About this exercise:
Please go through the records below and return every line holding the word "form".

··· Data for this exercise ···

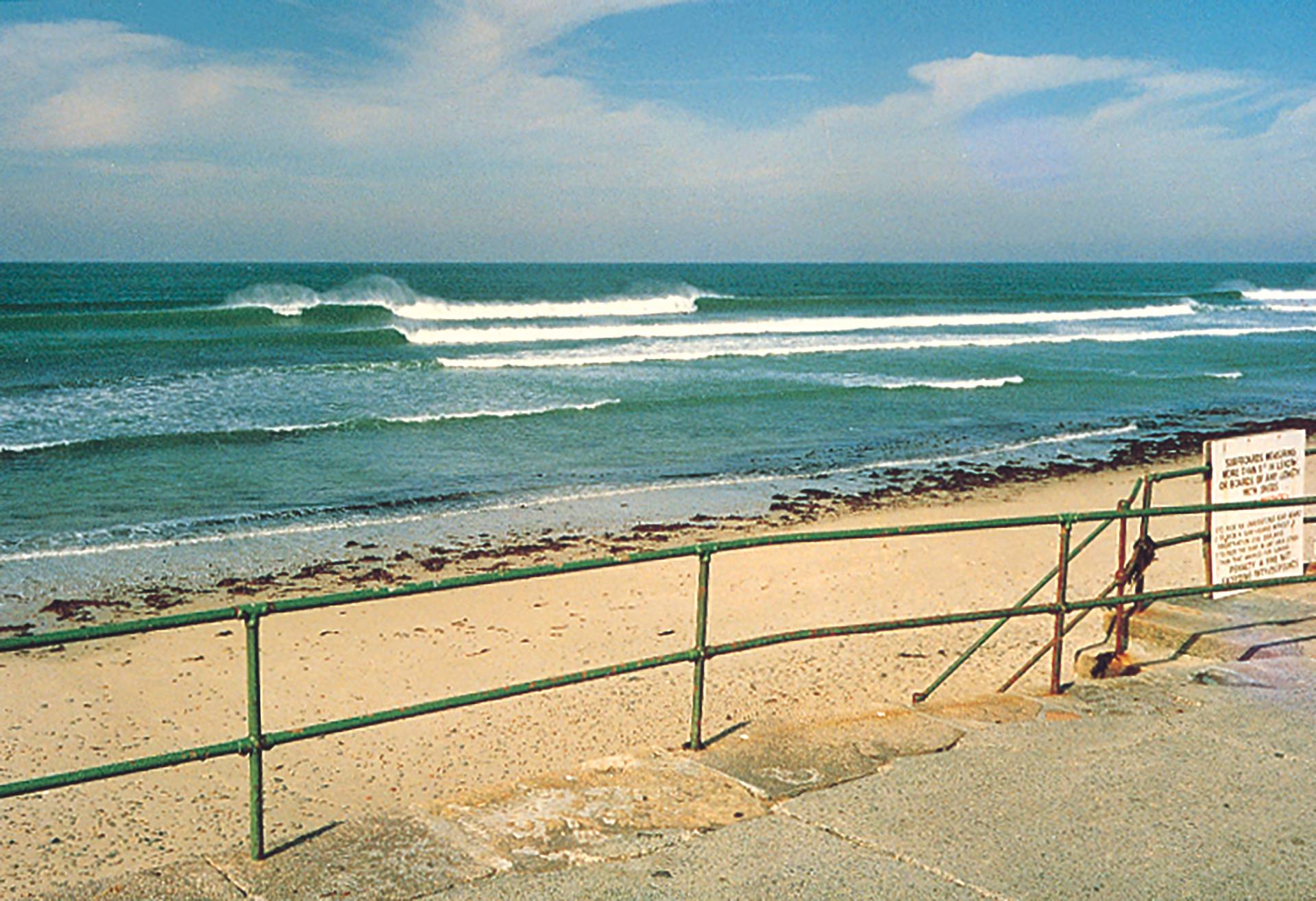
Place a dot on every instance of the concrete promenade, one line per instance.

···
··· Data for this exercise ···

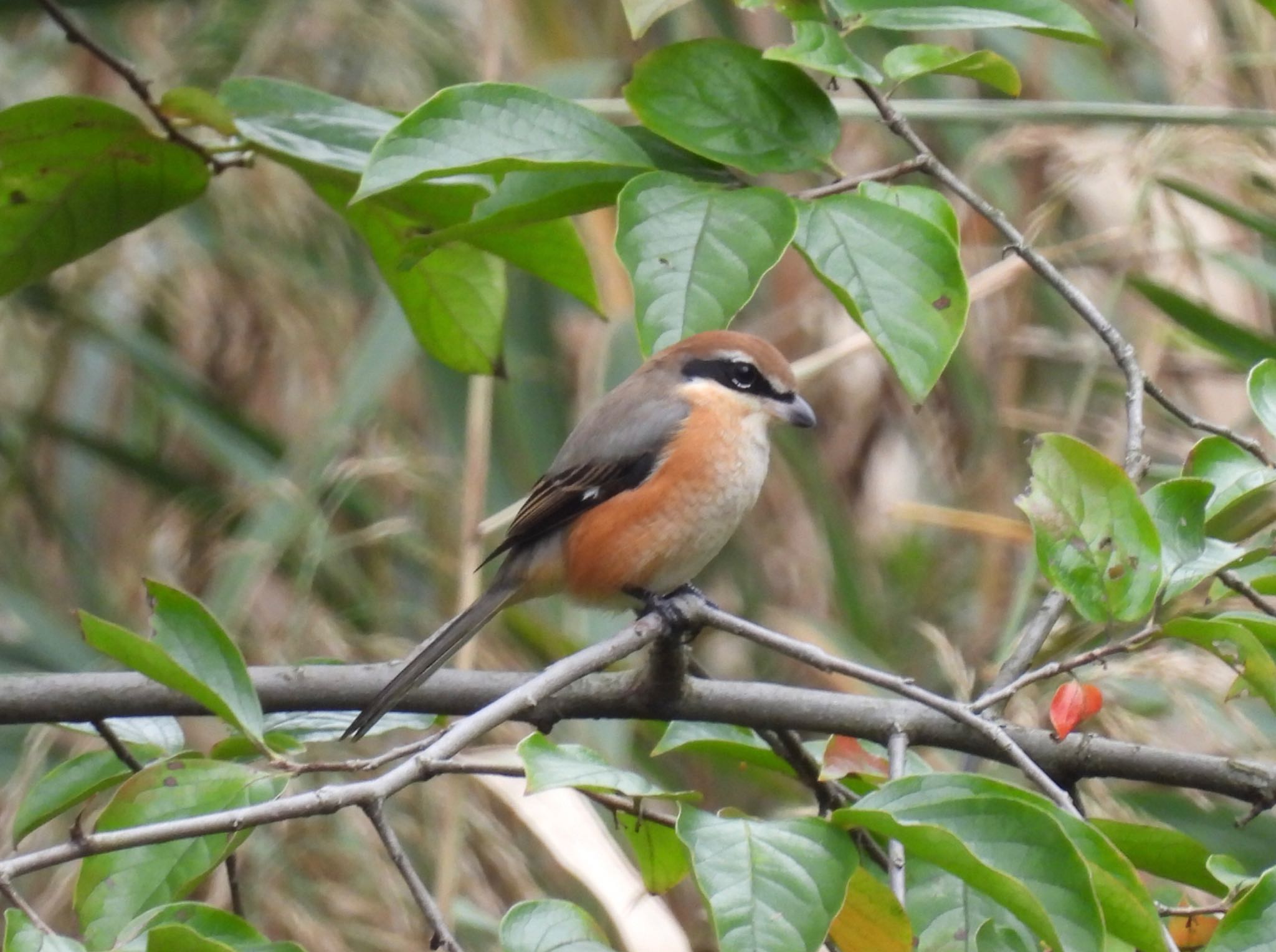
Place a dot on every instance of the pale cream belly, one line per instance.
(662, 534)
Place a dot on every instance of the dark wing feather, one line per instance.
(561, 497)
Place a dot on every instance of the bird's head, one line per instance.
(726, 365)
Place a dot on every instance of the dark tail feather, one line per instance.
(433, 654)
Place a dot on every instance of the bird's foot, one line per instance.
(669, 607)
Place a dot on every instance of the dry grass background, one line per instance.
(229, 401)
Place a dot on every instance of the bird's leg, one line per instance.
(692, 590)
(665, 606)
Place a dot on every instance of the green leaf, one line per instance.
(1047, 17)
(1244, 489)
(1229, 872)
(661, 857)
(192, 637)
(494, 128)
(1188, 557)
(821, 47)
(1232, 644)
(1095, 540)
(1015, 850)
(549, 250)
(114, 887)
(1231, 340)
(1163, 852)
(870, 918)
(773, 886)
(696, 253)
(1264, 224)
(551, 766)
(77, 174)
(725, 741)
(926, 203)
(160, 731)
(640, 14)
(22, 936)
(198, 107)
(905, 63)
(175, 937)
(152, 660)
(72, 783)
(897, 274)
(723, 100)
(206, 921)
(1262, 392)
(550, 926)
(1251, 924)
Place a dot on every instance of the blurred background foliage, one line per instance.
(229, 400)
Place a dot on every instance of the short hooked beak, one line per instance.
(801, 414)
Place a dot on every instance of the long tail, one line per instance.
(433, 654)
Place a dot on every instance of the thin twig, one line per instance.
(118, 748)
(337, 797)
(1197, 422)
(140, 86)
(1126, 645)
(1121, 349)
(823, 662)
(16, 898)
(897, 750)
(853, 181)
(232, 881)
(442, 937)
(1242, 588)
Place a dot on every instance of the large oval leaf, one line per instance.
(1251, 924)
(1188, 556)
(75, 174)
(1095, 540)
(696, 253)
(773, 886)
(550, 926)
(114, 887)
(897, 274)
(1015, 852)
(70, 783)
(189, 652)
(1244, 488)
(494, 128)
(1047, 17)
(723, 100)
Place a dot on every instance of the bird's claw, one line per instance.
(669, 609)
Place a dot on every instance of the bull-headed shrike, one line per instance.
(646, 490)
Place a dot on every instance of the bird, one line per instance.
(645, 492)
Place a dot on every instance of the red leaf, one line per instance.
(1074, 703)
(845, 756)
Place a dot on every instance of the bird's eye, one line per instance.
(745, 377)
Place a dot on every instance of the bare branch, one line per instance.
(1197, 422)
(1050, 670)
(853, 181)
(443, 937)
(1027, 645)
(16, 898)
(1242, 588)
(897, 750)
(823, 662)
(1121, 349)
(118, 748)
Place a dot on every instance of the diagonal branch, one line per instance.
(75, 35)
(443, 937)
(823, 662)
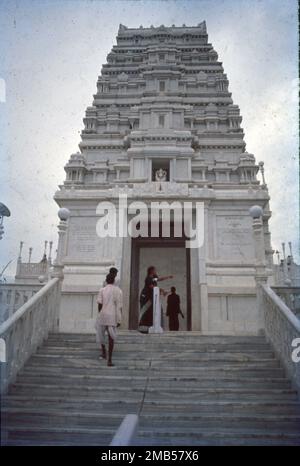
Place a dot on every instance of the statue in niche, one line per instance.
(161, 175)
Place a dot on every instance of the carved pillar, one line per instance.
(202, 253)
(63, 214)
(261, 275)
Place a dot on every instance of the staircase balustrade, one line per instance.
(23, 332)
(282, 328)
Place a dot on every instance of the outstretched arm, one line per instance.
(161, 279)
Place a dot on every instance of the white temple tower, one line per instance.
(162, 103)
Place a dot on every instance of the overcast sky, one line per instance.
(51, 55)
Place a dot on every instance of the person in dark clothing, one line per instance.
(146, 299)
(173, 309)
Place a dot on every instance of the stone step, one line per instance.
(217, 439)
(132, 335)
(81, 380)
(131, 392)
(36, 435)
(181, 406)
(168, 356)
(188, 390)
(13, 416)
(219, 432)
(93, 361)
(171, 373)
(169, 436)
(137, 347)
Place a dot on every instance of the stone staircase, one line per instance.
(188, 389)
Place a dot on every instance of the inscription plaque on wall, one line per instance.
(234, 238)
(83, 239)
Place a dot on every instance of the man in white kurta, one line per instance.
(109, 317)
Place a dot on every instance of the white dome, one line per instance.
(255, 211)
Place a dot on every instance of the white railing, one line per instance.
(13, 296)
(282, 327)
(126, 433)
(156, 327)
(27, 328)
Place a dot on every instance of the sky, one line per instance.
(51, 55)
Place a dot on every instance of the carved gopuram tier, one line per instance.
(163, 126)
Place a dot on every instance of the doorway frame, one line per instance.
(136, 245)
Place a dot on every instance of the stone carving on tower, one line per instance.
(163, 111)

···
··· Data for this exercise ···

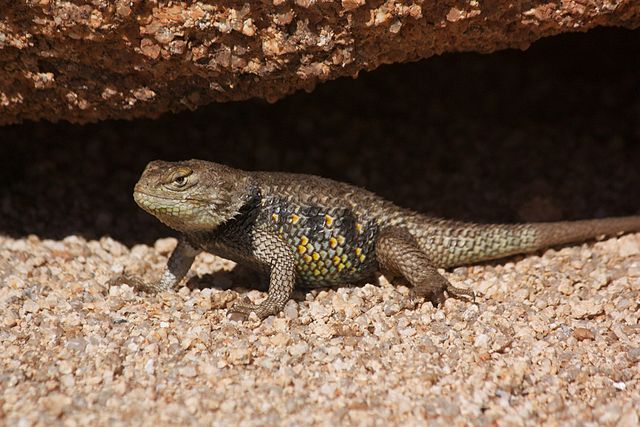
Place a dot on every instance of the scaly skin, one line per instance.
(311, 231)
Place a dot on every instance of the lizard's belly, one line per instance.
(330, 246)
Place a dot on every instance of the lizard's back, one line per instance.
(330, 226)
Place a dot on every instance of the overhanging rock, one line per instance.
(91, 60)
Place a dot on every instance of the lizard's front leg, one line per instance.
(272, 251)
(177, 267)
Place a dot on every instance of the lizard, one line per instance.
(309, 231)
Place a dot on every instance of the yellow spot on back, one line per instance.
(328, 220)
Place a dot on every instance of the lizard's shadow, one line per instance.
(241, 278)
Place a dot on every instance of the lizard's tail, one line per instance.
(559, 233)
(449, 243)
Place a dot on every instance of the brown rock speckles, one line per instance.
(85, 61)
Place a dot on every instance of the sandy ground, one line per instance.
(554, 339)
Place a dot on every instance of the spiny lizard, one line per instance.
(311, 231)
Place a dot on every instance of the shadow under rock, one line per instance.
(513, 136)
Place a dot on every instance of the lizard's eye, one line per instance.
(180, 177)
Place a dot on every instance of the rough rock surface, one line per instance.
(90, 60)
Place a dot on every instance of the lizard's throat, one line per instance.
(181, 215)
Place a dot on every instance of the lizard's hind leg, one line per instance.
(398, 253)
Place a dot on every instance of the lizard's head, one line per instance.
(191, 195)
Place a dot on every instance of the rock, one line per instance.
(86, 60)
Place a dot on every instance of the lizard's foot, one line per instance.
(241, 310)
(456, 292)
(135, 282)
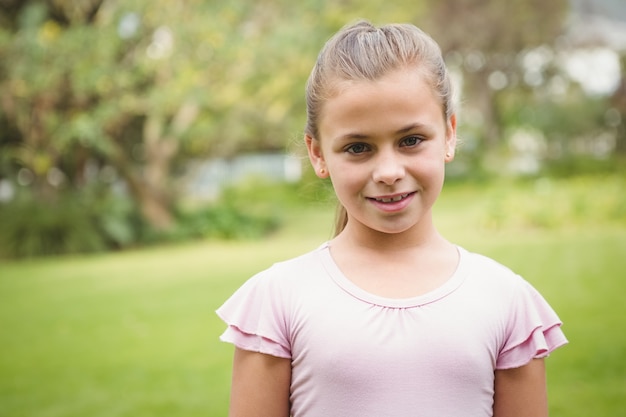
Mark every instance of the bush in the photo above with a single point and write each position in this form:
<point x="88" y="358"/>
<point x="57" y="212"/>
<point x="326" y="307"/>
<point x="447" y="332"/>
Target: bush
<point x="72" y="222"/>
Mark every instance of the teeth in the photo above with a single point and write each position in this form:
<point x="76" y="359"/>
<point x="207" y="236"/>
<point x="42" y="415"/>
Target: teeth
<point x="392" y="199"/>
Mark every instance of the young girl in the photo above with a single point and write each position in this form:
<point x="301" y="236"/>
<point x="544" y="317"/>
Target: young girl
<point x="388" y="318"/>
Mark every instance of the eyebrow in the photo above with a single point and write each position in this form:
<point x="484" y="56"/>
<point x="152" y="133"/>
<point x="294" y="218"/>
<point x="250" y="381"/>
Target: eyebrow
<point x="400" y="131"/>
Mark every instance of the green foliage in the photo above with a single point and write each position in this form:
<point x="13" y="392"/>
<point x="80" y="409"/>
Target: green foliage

···

Task response:
Mark every instance of the bush in the photo above with a single point and write each position in this form:
Mark every instance of the teeth in the photo above with a single point and write each position in this form:
Mark every instance of the young girl in the photo above with a single point and write each position in this form:
Mark every instance of the eyebrow in the photo above with a single point and write each position in this form:
Mark every instance of the green foliage in the photo above with a single point and write each position in this form:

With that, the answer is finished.